### Problem requirements
Can you copy the data below line for line, with every character unchanged?

-- Begin Entries shown --

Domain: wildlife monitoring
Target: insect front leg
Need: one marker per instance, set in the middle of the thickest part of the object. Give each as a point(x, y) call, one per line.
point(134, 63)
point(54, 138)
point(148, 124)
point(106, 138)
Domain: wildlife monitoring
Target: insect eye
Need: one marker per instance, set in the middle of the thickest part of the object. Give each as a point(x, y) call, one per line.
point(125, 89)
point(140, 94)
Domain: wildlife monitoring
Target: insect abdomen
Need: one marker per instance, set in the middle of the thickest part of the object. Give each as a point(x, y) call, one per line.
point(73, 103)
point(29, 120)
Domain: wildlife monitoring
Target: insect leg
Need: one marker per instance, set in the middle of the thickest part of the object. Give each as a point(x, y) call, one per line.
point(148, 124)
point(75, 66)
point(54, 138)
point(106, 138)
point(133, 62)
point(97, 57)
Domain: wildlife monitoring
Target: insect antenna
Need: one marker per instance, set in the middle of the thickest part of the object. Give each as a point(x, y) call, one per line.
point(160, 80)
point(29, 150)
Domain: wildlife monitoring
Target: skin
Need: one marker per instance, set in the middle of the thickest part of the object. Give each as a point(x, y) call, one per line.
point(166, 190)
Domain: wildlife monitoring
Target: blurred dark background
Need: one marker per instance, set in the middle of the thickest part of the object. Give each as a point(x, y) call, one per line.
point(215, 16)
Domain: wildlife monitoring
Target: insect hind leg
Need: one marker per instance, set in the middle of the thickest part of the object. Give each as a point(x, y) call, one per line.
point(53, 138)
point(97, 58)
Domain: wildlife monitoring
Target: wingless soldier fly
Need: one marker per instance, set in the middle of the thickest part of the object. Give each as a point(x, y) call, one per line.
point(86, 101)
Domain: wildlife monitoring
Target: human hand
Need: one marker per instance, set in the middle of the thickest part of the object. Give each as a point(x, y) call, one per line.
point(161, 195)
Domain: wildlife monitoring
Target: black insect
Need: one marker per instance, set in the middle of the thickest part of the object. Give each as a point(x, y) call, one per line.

-- End Entries shown --

### Expected output
Domain: wildlife monitoring
Target: insect front leg
Need: one marker per instance, set in the middle of the thickest part of the object. Give each as a point(x, y) call, one per line.
point(134, 63)
point(54, 138)
point(148, 124)
point(106, 138)
Domain: wildlife monitoring
Target: insect eye
Need: one marker per instance, set in the middle of the thickest part of the object. Give each as a point(x, y) call, one per line.
point(125, 89)
point(140, 94)
Domain: wildlife monitoring
Target: insect abdomen
Need: one marker per instance, set in the middle of the thickest part of the object. Give each as a point(x, y) call, one per line.
point(73, 103)
point(29, 120)
Domain: wildlife monitoring
Target: insect leg
Need: one marker per instance, set in the middle of the thickest part of the object. Give each as a point(x, y) call, one per line.
point(148, 124)
point(75, 66)
point(54, 138)
point(106, 138)
point(133, 62)
point(97, 57)
Domain: wildlife monitoring
Target: insect antenna
Need: one marker per instance, set in the middle of the thickest part of the object. Give each as a point(x, y) call, one per line.
point(160, 80)
point(29, 150)
Domain: wildlife monitoring
Target: skin
Need: one marker per instance, set in the middle of the thickest part of the object. Give each as a point(x, y) call, one per line.
point(166, 190)
Domain: wildlife monitoring
Target: blurred dark background
Need: one marker per instance, set in the middle of the thickest part of the object. Give each as a point(x, y) call, one per line.
point(215, 16)
Domain: wildlife monitoring
Target: insect hind leg
Need: one marker per instance, set in the middle of the thickest part of the object. Give each as a point(x, y) call, one per line.
point(53, 138)
point(97, 58)
Domain: wildlife monitoring
Target: wingless soldier fly
Need: one marker per instance, set in the middle of the thickest part of the object. Give each as a point(x, y) call, one per line.
point(86, 101)
Domain: wildlife monitoring
Target: human hand
Need: one marker per instance, set in the middle of the thickest part of the object. Give each as a point(x, y) call, one per line.
point(161, 195)
Domain: wildlife monitoring
Target: black insect
Need: one marker per instance, set in the middle of the thickest part of the object. Give each as a point(x, y) call, one per line.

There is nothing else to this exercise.